WHAT TO WORK ON:
Extract every one of the lines below and reproduce each one verbatim, without any change.

(Stored data)

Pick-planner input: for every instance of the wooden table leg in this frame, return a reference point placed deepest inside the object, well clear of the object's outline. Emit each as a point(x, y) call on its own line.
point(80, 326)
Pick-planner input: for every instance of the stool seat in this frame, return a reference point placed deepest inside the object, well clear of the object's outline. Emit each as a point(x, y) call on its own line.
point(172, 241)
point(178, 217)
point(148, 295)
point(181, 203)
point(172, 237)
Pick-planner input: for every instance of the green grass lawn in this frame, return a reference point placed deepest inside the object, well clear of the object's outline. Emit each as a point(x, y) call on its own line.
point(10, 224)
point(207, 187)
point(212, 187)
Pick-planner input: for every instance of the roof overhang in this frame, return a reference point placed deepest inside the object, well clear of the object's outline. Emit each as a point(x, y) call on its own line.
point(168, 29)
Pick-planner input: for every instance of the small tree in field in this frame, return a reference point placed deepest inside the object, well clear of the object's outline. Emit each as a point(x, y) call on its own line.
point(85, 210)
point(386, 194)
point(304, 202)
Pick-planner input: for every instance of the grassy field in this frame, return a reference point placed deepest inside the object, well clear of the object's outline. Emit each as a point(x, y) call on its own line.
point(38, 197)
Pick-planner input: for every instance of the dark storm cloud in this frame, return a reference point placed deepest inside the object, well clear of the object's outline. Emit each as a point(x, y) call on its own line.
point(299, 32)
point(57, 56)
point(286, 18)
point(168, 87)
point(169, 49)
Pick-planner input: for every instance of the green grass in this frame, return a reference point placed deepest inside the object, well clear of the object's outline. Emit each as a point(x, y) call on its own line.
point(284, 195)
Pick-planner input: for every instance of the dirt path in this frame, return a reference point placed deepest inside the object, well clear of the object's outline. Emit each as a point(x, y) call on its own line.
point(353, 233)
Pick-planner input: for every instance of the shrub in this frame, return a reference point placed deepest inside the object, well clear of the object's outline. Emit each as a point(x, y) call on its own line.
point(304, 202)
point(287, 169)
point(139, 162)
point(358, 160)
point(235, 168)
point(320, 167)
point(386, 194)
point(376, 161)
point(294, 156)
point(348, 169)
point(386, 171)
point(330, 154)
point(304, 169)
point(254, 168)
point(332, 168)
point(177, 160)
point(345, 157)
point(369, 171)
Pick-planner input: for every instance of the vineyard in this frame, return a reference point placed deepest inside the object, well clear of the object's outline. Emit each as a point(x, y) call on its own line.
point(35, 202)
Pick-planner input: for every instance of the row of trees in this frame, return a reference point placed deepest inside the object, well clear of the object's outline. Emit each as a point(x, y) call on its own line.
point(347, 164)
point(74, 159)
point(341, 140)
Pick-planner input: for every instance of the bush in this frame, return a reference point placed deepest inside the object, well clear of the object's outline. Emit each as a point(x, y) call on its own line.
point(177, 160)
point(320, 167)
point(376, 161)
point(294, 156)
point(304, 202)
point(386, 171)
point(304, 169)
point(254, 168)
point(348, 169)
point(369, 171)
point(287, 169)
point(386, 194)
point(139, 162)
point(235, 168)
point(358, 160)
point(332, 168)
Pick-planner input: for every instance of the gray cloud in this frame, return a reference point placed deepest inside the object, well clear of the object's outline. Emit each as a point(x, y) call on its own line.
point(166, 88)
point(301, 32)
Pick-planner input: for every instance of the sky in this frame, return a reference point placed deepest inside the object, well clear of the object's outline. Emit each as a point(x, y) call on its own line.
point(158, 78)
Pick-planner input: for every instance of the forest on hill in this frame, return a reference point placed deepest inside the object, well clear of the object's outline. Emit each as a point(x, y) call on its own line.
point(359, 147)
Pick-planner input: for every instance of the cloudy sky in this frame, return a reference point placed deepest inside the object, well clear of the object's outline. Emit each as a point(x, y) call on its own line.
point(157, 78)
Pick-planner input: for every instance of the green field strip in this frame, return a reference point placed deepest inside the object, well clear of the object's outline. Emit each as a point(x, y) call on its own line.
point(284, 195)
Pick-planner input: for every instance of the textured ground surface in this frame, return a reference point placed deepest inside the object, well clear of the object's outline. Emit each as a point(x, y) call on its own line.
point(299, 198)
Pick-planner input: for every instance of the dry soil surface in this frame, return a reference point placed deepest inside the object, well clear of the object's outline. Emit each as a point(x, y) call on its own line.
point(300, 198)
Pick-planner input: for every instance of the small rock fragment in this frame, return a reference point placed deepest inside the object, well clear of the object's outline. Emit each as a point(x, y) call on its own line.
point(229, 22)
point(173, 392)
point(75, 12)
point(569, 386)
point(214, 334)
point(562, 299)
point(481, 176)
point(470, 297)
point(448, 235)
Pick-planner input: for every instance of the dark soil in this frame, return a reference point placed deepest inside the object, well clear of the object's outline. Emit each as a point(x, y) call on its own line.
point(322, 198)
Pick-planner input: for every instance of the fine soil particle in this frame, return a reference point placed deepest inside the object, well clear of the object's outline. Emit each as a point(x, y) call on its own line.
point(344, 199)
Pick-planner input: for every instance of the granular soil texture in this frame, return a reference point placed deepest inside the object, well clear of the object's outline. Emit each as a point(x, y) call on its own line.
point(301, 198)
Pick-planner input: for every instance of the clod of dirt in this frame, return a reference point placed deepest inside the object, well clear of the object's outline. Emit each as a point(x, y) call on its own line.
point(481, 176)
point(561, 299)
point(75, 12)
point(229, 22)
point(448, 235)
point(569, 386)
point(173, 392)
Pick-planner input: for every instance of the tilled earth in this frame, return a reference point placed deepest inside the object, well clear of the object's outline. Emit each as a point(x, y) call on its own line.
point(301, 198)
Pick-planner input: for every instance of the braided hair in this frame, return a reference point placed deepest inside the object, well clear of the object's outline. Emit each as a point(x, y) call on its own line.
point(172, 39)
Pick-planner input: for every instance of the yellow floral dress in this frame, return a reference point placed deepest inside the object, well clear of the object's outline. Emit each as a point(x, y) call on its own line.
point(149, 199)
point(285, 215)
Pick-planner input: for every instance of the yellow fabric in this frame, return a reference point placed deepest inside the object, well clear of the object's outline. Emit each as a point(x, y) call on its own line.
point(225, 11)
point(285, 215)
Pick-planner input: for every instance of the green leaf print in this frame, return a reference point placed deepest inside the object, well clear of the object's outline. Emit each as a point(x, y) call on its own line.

WRITTEN ANSWER:
Pick-planner input: for every instance of the wooden table leg in this frame, return a reference point placed deepest inside the object, well clear of the object's outline. Emit each as a point(x, y) call on its own line.
point(80, 326)
Pick-planner input: for every instance of the stool seat in this frame, return a reference point placed deepest inside the object, well clear of the object's outline. Emit each as a point(x, y) call on its own line.
point(172, 241)
point(178, 217)
point(148, 295)
point(181, 203)
point(172, 237)
Pick-planner input: for every instance of the green grass lawn in this frame, return a reference point placed deepest inside the object, well clear of the object's outline. Emit each as a point(x, y) call on its own line.
point(10, 224)
point(207, 187)
point(212, 187)
Pick-planner input: for every instance of the roof overhang in this frame, return a reference point placed deepest inside the object, well clear of the object's outline. Emit each as a point(x, y) call on its own line.
point(168, 29)
Pick-planner input: for every instance of the small tree in field in this frame, return a reference point placed deepest inside the object, well clear of the object's outline. Emit each as a point(x, y) call on its own line.
point(85, 210)
point(386, 194)
point(304, 202)
Pick-planner input: for every instance of the grassy field in this frame, return a reference point placed deepest inside the object, well clear of the object's outline. Emit each as a point(x, y) call on its own line.
point(38, 197)
Pick-planner input: for every instance of the dark storm cloud in this frame, return a reference point placed deepest inside the object, well clear of the object's outline. Emit each as a point(x, y) call on its own line.
point(299, 32)
point(57, 56)
point(286, 18)
point(168, 87)
point(169, 49)
Pick-planner input: for every instance of the green grass in this frame, return a reference point placed deepest inside the object, well clear of the object's outline. Emit each as a point(x, y) call on its own line.
point(284, 195)
Pick-planner input: for every instance of the dirt path in this frame, return a reference point placed deepest inside the object, well clear of the object's outline. Emit each as a point(x, y) call on its own line.
point(353, 233)
Pick-planner input: for every instance of the shrub in this frame, return a reference point placed deepest inside the object, well clear of the object's outline. Emit each as a point(x, y) call on its own line.
point(304, 202)
point(287, 169)
point(139, 162)
point(358, 160)
point(235, 168)
point(320, 167)
point(386, 194)
point(376, 161)
point(294, 156)
point(348, 169)
point(386, 171)
point(330, 154)
point(304, 169)
point(254, 168)
point(332, 168)
point(177, 160)
point(345, 157)
point(369, 171)
Pick-planner input: for every instance of the vineyard in this frame, return a reference point placed deepest inside the object, well clear of the object's outline. Emit each as a point(x, y) call on its own line.
point(35, 202)
Pick-planner input: for every instance of the row of trees in this frame, return a reference point placed deepest inside the object, well clear of the object's outline. Emit each as a point(x, y) call on its own line.
point(347, 164)
point(74, 159)
point(341, 140)
Pick-planner input: for every instance of the bush in this frame, return a reference point placed deepest inside the object, well clear of the object's outline. Emit each as a point(x, y) call on its own line.
point(177, 160)
point(320, 167)
point(376, 161)
point(294, 156)
point(304, 202)
point(386, 171)
point(304, 169)
point(254, 168)
point(348, 169)
point(369, 171)
point(287, 169)
point(386, 194)
point(139, 162)
point(235, 168)
point(358, 160)
point(332, 168)
Pick-planner input: for every instance of the gray cloud in this frame, return a reference point placed deepest inside the object, well clear of the object's outline. Emit each as a point(x, y) call on its own line.
point(166, 88)
point(301, 32)
Pick-planner input: for every instance of the sky in this frame, return a reference point placed deepest inside the object, well clear of the object's outline. Emit each as a point(x, y) call on its own line.
point(158, 78)
Pick-planner input: for every instance of the forest on hill in this frame, return a reference point placed deepest inside the object, well clear of the object's outline. Emit each as a point(x, y) call on its own line.
point(359, 147)
Pick-planner input: for every instance of the cloudy sky in this frame, return a reference point placed deepest inside the object, well clear of the object's outline. Emit each as a point(x, y) call on its own line.
point(157, 78)
Pick-planner input: for every instance of the green field strip in this frame, return a reference point placed deepest inside the object, well clear of the object's outline. Emit each as a point(x, y) call on its own line.
point(284, 195)
Pick-planner input: for every instance of the textured ground surface in this frame, return a reference point placed deepest inside the object, well clear of the object's outline. Emit each as a point(x, y) call on its own line.
point(299, 198)
Pick-planner input: for every instance of the dry soil surface in this frame, return a reference point placed deepest inside the object, well clear of the object's outline. Emit each as a point(x, y) call on its own line.
point(300, 198)
Pick-planner input: for every instance of the small rock fragment in this frame, return a reference point placed deepest inside the object, well clear of the object's outline. Emit each as a point(x, y) call on its own line.
point(229, 22)
point(173, 392)
point(75, 12)
point(569, 386)
point(214, 334)
point(562, 299)
point(481, 176)
point(470, 297)
point(448, 235)
Pick-planner input: for every instance of the dark soil in this frame, return a reference point placed deepest inside the object, well clear of the object's outline. Emit each as a point(x, y) call on its own line.
point(322, 198)
Pick-planner input: for every instance of the fine soil particle in this frame, return a reference point placed deepest inside the object, well clear of the object's outline. Emit each as a point(x, y) call on its own line.
point(344, 199)
Pick-planner input: for every instance of the granular soil texture in this frame, return a reference point placed deepest inside the object, well clear of the object's outline. Emit each as a point(x, y) call on its own line.
point(301, 198)
Pick-planner input: for every instance of the clod of dirt in this frame, return a reference point placed deepest inside the object, well clear of the object's outline. Emit each as a point(x, y) call on its own line.
point(481, 176)
point(561, 299)
point(75, 12)
point(229, 22)
point(448, 235)
point(569, 386)
point(173, 392)
Pick-planner input: for every instance of the tilled earth in this frame, return a reference point placed deepest inside the object, well clear of the object's outline. Emit each as a point(x, y) call on its own line.
point(301, 198)
Pick-planner input: for every instance of the braided hair in this frame, return a reference point placed deepest inside the object, well clear of the object's outline. Emit each as a point(x, y) call on its own line.
point(172, 39)
Pick-planner input: for every instance of the yellow floral dress in this frame, return a reference point placed deepest inside the object, well clear of the object's outline. Emit each as a point(x, y) call on its own line.
point(149, 199)
point(285, 215)
Pick-planner input: for every instance of the yellow fabric in this frame, return a reference point placed deepest inside the object, well clear of the object's outline. Emit each as a point(x, y) call on its own line.
point(225, 11)
point(285, 215)
Pick-planner input: for every instance of the green leaf print in this frame, return a reference point placed deepest inside the object, well clear of the object's outline. Emit each as a point(x, y) call on its own line.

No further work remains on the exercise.